• _Page text_
────
Issues Of Determination:

Whether the lower Court was right to have refused leave within which the Appellant to (sic) appeal out of time against the decision of the trial Court, despite the obvious, cogent and compelling reasons adduced in the Appellant’s affidavit in support of the application. Whether the High Court of Justice Gombe State was right at that stage of an application for extension of time to appeal out of time to delved (sic) into the substance of the Appeal.
────
• _Given data_
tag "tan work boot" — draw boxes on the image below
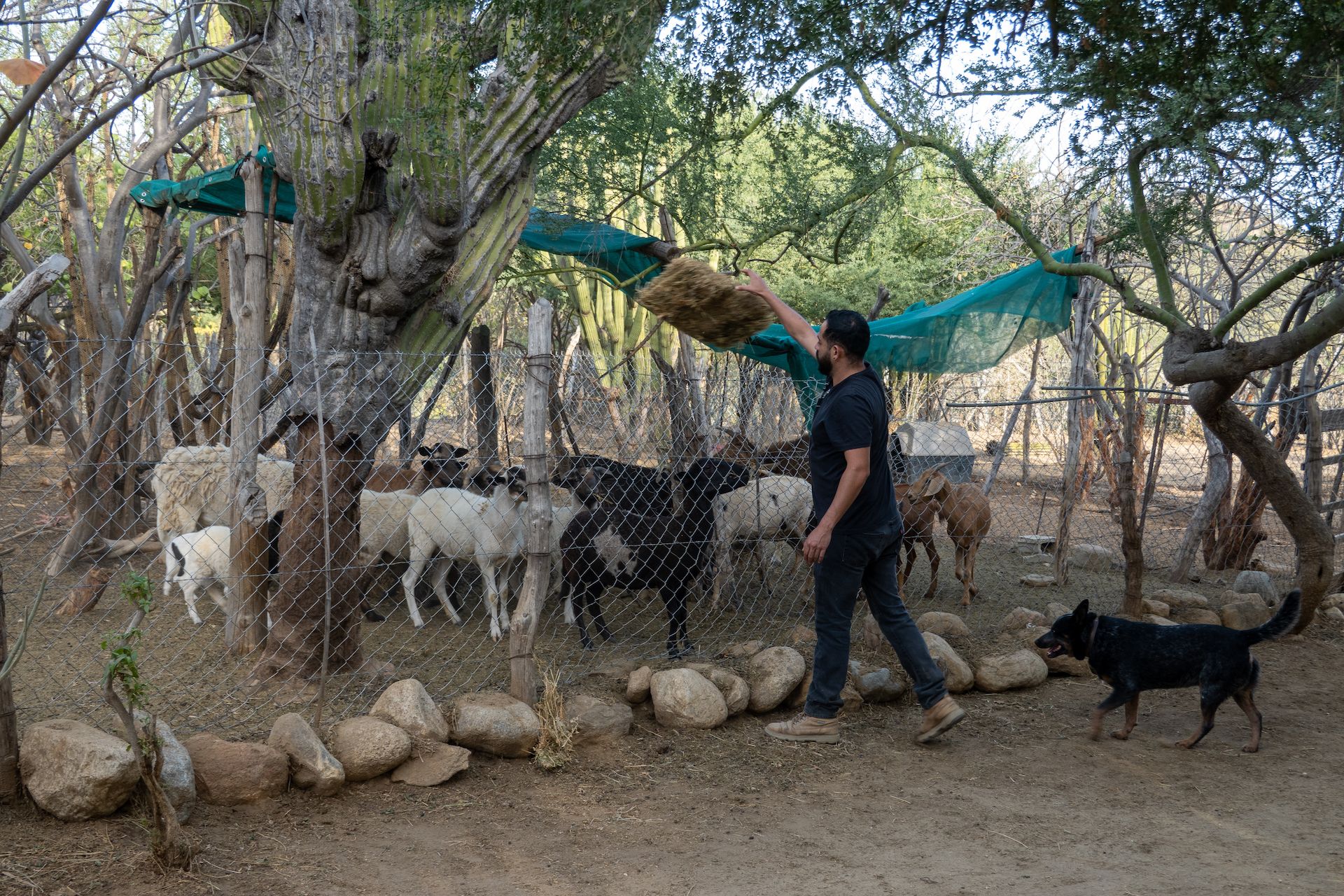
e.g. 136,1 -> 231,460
916,697 -> 966,744
764,712 -> 840,744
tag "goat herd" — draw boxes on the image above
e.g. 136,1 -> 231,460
150,435 -> 989,658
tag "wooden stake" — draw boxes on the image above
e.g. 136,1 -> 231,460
0,570 -> 19,802
225,160 -> 267,655
508,298 -> 552,705
983,379 -> 1036,494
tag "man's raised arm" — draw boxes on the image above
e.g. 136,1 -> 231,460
738,270 -> 817,356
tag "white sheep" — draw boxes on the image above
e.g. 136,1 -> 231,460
164,510 -> 284,624
713,475 -> 812,607
402,468 -> 526,640
150,444 -> 294,545
164,525 -> 230,624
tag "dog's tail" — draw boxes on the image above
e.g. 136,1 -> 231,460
1242,589 -> 1302,645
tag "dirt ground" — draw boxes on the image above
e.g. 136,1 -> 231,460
0,638 -> 1344,896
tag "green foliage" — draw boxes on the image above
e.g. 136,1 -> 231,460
98,573 -> 153,710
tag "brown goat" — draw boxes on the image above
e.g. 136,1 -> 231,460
714,430 -> 812,482
895,482 -> 941,601
364,442 -> 468,494
906,463 -> 990,607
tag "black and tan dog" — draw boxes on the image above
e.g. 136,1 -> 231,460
1036,591 -> 1302,752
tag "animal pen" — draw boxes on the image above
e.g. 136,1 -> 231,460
0,291 -> 1344,734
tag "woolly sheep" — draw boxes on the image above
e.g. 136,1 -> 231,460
150,444 -> 294,547
713,475 -> 812,607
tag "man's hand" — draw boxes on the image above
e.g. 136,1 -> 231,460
738,270 -> 776,300
738,270 -> 817,355
802,525 -> 831,563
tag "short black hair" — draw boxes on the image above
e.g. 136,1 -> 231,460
827,307 -> 871,361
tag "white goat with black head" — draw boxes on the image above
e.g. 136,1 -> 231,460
402,466 -> 527,640
561,458 -> 751,658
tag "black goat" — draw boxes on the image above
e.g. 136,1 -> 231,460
556,454 -> 675,514
561,458 -> 751,659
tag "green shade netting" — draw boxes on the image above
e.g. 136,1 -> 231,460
732,247 -> 1078,424
130,146 -> 659,293
130,146 -> 1078,424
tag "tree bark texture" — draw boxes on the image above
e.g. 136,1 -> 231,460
1189,380 -> 1335,631
211,0 -> 663,674
225,161 -> 269,655
1168,426 -> 1233,583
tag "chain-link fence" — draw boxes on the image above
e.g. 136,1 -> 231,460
0,332 -> 1337,734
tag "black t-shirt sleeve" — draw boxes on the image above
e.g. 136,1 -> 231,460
827,392 -> 876,451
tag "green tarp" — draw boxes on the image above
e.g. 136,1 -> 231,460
130,146 -> 1078,421
130,146 -> 659,293
732,247 -> 1078,419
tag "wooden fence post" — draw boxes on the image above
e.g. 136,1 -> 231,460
468,323 -> 500,466
983,377 -> 1036,494
508,298 -> 552,705
225,160 -> 269,655
1055,203 -> 1100,586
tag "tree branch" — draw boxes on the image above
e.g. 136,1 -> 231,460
1214,241 -> 1344,341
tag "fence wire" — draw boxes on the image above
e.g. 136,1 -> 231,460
0,342 -> 1337,735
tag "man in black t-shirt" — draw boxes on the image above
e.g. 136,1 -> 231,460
738,270 -> 966,744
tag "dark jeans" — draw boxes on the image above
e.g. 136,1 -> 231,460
804,520 -> 948,719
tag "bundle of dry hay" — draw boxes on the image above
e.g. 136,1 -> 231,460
636,255 -> 776,348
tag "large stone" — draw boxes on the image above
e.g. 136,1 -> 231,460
916,610 -> 970,638
781,662 -> 812,709
1142,598 -> 1172,620
719,640 -> 764,659
999,607 -> 1050,631
625,666 -> 653,703
19,719 -> 140,821
136,709 -> 196,822
748,648 -> 808,712
650,669 -> 729,728
1223,598 -> 1270,629
1068,544 -> 1116,573
687,662 -> 751,716
266,712 -> 345,797
183,734 -> 289,806
1020,629 -> 1093,677
923,631 -> 976,693
451,693 -> 542,759
1233,570 -> 1278,607
1148,589 -> 1208,612
330,716 -> 412,782
859,668 -> 906,703
1210,589 -> 1268,608
976,650 -> 1050,693
1172,607 -> 1223,626
391,741 -> 472,788
1046,601 -> 1074,623
368,678 -> 447,743
564,693 -> 634,747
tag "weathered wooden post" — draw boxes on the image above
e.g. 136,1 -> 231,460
469,323 -> 500,466
508,298 -> 551,704
1055,203 -> 1100,586
225,160 -> 267,654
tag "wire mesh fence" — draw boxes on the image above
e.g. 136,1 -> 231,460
0,332 -> 1322,734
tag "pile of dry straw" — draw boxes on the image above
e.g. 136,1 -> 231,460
636,255 -> 776,348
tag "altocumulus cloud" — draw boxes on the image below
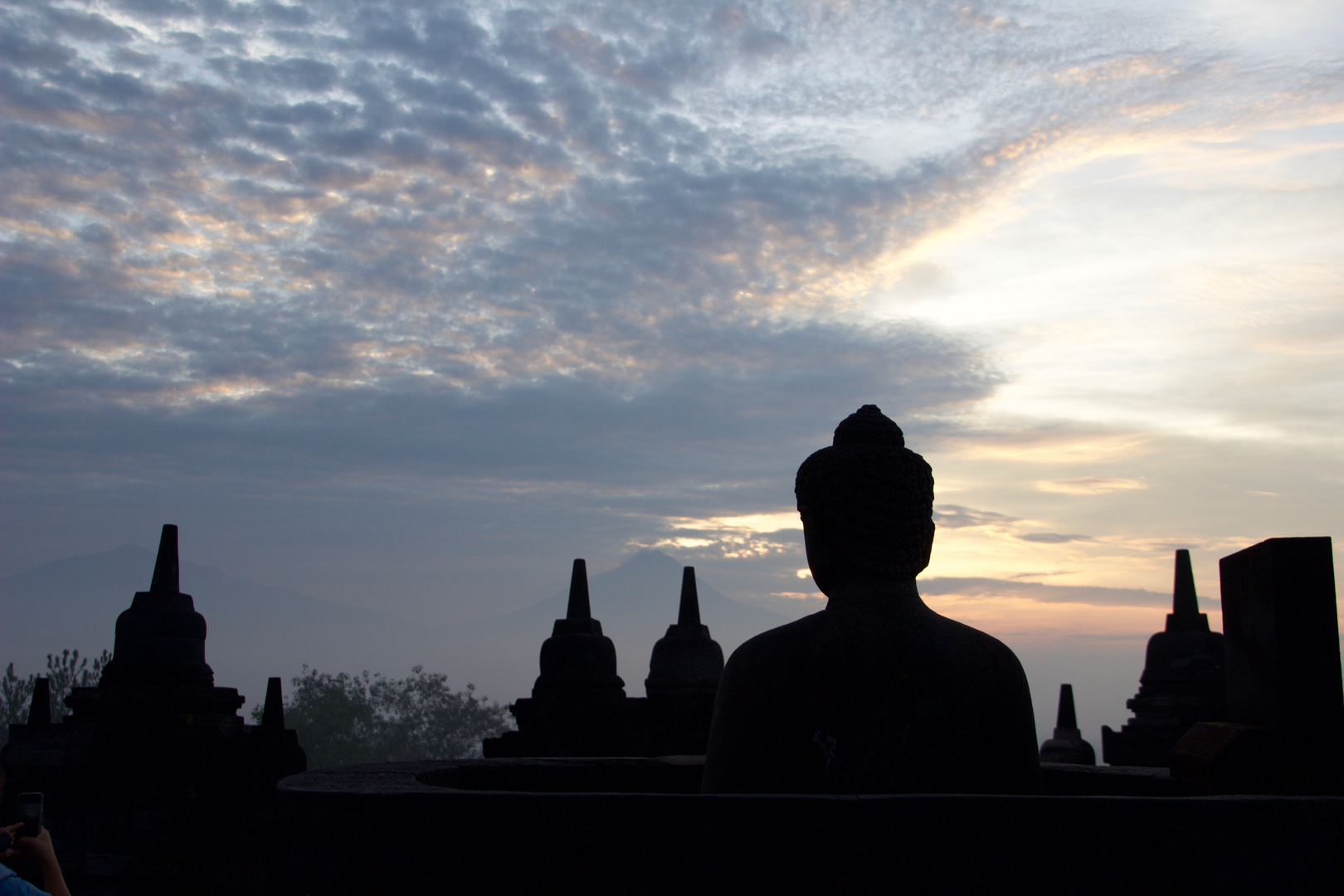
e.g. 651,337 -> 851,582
0,0 -> 1241,515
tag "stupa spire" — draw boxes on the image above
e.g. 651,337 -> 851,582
1055,685 -> 1078,736
149,523 -> 182,594
564,560 -> 592,619
676,567 -> 700,626
1166,548 -> 1208,631
1172,548 -> 1199,616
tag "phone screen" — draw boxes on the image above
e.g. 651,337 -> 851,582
19,794 -> 41,837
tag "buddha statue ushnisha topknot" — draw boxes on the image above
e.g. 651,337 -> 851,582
703,404 -> 1040,794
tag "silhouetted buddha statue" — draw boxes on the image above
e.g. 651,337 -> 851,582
703,404 -> 1040,794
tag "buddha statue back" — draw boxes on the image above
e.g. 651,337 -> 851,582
704,404 -> 1040,794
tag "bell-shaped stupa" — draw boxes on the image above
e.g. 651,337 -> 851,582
644,567 -> 723,701
644,567 -> 723,755
533,560 -> 625,700
1101,549 -> 1227,767
1040,685 -> 1097,766
100,523 -> 215,688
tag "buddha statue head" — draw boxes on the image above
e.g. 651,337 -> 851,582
793,404 -> 934,597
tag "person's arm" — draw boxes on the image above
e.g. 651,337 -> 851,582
17,827 -> 70,896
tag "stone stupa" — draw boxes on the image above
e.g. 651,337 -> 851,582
483,560 -> 642,757
1101,548 -> 1227,767
644,567 -> 723,755
0,525 -> 306,894
1040,685 -> 1097,766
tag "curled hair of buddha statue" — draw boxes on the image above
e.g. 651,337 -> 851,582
793,404 -> 934,587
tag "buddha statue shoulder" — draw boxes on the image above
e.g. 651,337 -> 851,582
703,404 -> 1040,794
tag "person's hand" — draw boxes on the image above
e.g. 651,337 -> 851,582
17,825 -> 56,869
0,822 -> 70,896
0,821 -> 23,861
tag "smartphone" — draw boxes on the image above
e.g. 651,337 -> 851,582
19,794 -> 41,837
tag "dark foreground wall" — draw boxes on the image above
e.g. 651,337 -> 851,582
277,760 -> 1344,894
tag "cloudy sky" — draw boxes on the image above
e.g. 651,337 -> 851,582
0,0 -> 1344,724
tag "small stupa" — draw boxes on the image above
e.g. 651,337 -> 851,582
644,567 -> 723,700
1101,548 -> 1227,767
481,560 -> 723,759
481,559 -> 642,759
0,523 -> 306,894
533,560 -> 625,701
1040,685 -> 1097,766
644,567 -> 723,755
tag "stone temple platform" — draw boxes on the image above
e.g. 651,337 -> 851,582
275,757 -> 1344,894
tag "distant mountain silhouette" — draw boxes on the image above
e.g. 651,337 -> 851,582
0,545 -> 787,707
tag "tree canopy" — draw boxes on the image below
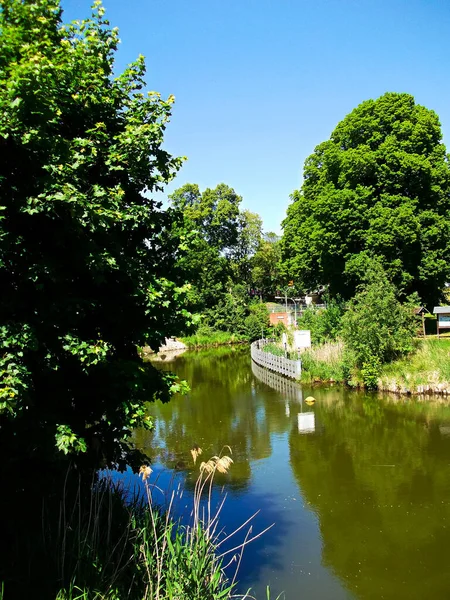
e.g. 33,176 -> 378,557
0,0 -> 188,461
282,93 -> 450,303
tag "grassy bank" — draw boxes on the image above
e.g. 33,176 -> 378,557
300,342 -> 346,383
0,447 -> 270,600
180,331 -> 248,349
294,338 -> 450,394
379,338 -> 450,394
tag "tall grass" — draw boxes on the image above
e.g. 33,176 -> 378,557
301,342 -> 345,383
33,447 -> 272,600
180,331 -> 248,348
379,338 -> 450,393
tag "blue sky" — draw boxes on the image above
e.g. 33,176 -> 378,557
62,0 -> 450,232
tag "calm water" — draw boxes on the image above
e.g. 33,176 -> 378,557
133,349 -> 450,600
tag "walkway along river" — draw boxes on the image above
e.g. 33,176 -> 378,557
136,348 -> 450,600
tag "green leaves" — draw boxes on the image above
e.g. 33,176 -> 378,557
55,425 -> 87,454
282,93 -> 450,303
0,0 -> 192,463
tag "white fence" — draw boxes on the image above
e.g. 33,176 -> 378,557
251,340 -> 302,379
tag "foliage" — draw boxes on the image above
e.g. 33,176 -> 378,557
244,301 -> 270,342
252,233 -> 281,295
181,327 -> 247,348
0,0 -> 189,464
300,342 -> 345,383
282,93 -> 450,304
270,321 -> 287,341
2,448 -> 258,600
262,342 -> 301,360
379,338 -> 450,393
342,263 -> 417,368
297,297 -> 344,344
169,183 -> 242,253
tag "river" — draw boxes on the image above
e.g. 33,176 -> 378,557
130,348 -> 450,600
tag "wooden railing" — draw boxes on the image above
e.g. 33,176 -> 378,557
252,360 -> 303,404
251,340 -> 302,379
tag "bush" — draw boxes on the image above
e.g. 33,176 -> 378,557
297,297 -> 344,344
342,264 -> 418,368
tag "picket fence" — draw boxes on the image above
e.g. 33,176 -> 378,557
251,339 -> 302,379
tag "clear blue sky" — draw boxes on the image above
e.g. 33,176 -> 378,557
63,0 -> 450,232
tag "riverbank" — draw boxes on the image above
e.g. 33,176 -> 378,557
301,338 -> 450,395
0,458 -> 256,600
180,331 -> 248,350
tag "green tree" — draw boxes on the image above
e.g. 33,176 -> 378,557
0,0 -> 188,464
231,210 -> 262,285
169,183 -> 242,253
282,93 -> 450,303
342,263 -> 418,376
252,232 -> 281,295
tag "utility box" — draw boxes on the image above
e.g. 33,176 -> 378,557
294,329 -> 311,350
433,306 -> 450,337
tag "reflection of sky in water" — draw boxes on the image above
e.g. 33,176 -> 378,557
121,349 -> 450,600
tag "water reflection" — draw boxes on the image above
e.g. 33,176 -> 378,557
136,348 -> 450,600
289,393 -> 450,599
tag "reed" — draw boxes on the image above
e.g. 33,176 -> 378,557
49,446 -> 267,600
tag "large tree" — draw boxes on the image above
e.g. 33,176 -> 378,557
282,93 -> 450,303
0,0 -> 186,463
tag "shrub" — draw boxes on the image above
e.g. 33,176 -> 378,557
342,263 -> 417,368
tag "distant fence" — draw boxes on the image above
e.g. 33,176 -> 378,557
251,340 -> 302,379
252,361 -> 303,404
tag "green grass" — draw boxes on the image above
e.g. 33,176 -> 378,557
300,343 -> 345,383
180,331 -> 248,348
380,338 -> 450,392
0,447 -> 264,600
262,342 -> 300,360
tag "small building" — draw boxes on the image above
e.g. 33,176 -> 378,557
269,312 -> 292,327
433,306 -> 450,338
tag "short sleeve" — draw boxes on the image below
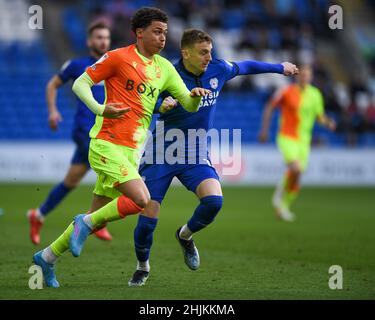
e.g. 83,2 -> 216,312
316,89 -> 324,117
163,62 -> 190,101
220,60 -> 239,81
271,89 -> 285,108
58,60 -> 75,83
86,50 -> 118,83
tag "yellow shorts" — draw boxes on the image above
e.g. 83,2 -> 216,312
89,139 -> 141,199
277,135 -> 310,171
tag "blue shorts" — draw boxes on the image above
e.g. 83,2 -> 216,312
139,164 -> 220,204
71,132 -> 90,168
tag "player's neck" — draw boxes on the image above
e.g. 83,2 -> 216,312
298,83 -> 309,90
90,50 -> 102,60
135,42 -> 155,60
182,60 -> 202,77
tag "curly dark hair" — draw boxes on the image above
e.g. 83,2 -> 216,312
130,7 -> 168,33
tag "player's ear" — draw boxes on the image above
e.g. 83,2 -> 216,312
181,48 -> 189,59
135,28 -> 143,39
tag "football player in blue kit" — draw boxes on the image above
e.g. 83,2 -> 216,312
27,21 -> 112,244
129,29 -> 298,286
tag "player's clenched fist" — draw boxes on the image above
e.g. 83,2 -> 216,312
103,102 -> 131,119
190,88 -> 211,97
48,110 -> 62,130
282,62 -> 299,76
159,96 -> 177,113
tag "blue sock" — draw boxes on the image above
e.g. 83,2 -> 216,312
39,182 -> 72,216
187,196 -> 223,232
134,215 -> 158,262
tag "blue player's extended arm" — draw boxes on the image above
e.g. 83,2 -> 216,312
235,60 -> 284,75
153,95 -> 164,114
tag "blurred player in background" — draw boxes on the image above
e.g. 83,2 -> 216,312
33,8 -> 210,287
27,22 -> 112,244
129,29 -> 298,286
259,65 -> 336,221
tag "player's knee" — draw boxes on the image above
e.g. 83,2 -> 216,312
200,196 -> 223,224
132,194 -> 150,209
289,163 -> 302,177
142,200 -> 160,218
64,178 -> 81,189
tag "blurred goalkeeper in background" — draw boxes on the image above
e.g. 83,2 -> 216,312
27,22 -> 112,244
259,65 -> 336,221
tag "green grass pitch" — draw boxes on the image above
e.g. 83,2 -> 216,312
0,184 -> 375,299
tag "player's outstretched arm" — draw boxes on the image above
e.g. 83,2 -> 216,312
46,75 -> 63,130
72,72 -> 130,119
159,96 -> 177,113
235,60 -> 298,76
317,114 -> 336,131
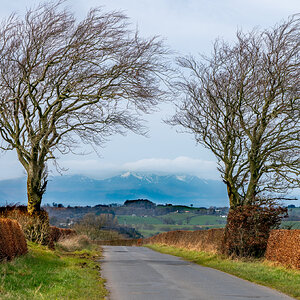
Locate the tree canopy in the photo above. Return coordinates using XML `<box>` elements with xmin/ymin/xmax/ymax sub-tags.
<box><xmin>0</xmin><ymin>1</ymin><xmax>168</xmax><ymax>212</ymax></box>
<box><xmin>169</xmin><ymin>15</ymin><xmax>300</xmax><ymax>207</ymax></box>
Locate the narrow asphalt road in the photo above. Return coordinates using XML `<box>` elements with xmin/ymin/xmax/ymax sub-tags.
<box><xmin>101</xmin><ymin>246</ymin><xmax>292</xmax><ymax>300</ymax></box>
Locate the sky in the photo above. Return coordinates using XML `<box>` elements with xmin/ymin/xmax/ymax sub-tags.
<box><xmin>0</xmin><ymin>0</ymin><xmax>300</xmax><ymax>180</ymax></box>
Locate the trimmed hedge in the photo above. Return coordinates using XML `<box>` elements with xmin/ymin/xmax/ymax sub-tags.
<box><xmin>0</xmin><ymin>218</ymin><xmax>28</xmax><ymax>260</ymax></box>
<box><xmin>265</xmin><ymin>229</ymin><xmax>300</xmax><ymax>269</ymax></box>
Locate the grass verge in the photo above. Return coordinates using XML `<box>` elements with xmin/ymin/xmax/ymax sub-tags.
<box><xmin>0</xmin><ymin>243</ymin><xmax>107</xmax><ymax>300</ymax></box>
<box><xmin>146</xmin><ymin>245</ymin><xmax>300</xmax><ymax>299</ymax></box>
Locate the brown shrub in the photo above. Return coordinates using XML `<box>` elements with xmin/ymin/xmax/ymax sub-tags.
<box><xmin>0</xmin><ymin>206</ymin><xmax>49</xmax><ymax>245</ymax></box>
<box><xmin>222</xmin><ymin>199</ymin><xmax>287</xmax><ymax>257</ymax></box>
<box><xmin>143</xmin><ymin>228</ymin><xmax>224</xmax><ymax>253</ymax></box>
<box><xmin>0</xmin><ymin>218</ymin><xmax>27</xmax><ymax>260</ymax></box>
<box><xmin>265</xmin><ymin>229</ymin><xmax>300</xmax><ymax>269</ymax></box>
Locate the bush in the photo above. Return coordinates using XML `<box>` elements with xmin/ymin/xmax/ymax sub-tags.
<box><xmin>0</xmin><ymin>218</ymin><xmax>27</xmax><ymax>261</ymax></box>
<box><xmin>222</xmin><ymin>200</ymin><xmax>287</xmax><ymax>257</ymax></box>
<box><xmin>0</xmin><ymin>205</ymin><xmax>50</xmax><ymax>245</ymax></box>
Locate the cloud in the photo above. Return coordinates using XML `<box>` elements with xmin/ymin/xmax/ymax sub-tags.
<box><xmin>61</xmin><ymin>156</ymin><xmax>220</xmax><ymax>179</ymax></box>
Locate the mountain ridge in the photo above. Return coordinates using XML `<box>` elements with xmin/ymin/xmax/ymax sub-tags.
────
• _What to work on_
1) Set down the passage on the issues for determination word for word. Begin at the words "Whether the lower" and stop after "of the Appeal.".
2) Take the passage on the issues for determination in the appeal further, starting after its last sentence.

• _Responses by task_
1)
Whether the lower Court was right to have refused leave within which the Appellant to (sic) appeal out of time against the decision of the trial Court, despite the obvious, cogent and compelling reasons adduced in the Appellant’s affidavit in support of the application. Whether the High Court of Justice Gombe State was right at that stage of an application for extension of time to appeal out of time to delved (sic) into the substance of the Appeal.

2)
RATIONES

EXTENSION OF TIME TO APPEAL – CONDITIONS THAT MUST BE SATISFIED BY AN APPLICANT IN AN APPLICATION FOR EXTENSION OF TIME TO APPEAL

“In an application for extension of time to appeal, there are two conditions that must be satisfied by an applicant, to wit: There must be good and satisfactory reasons for not filing his appeal timeously; and That he has good, substantial and arguable grounds of appeal. These two conditions must co-exist. See Rosehill Ltd V Okporo Ventures Ltd (2005) LPELR-7540(CA) per Kekere-Ekun, JSC (as she then was). The application must also be supported by An affidavit which must give sufficient reasons to explain the delay; The Judgment or ruling of the Court against which an applicant is seeking to appeal; and The proposed grounds of appeal against the said Judgment or ruling. See CBN V Ahmed (2001) 11 NWLR (Pt. 724) 369, 392, C-E.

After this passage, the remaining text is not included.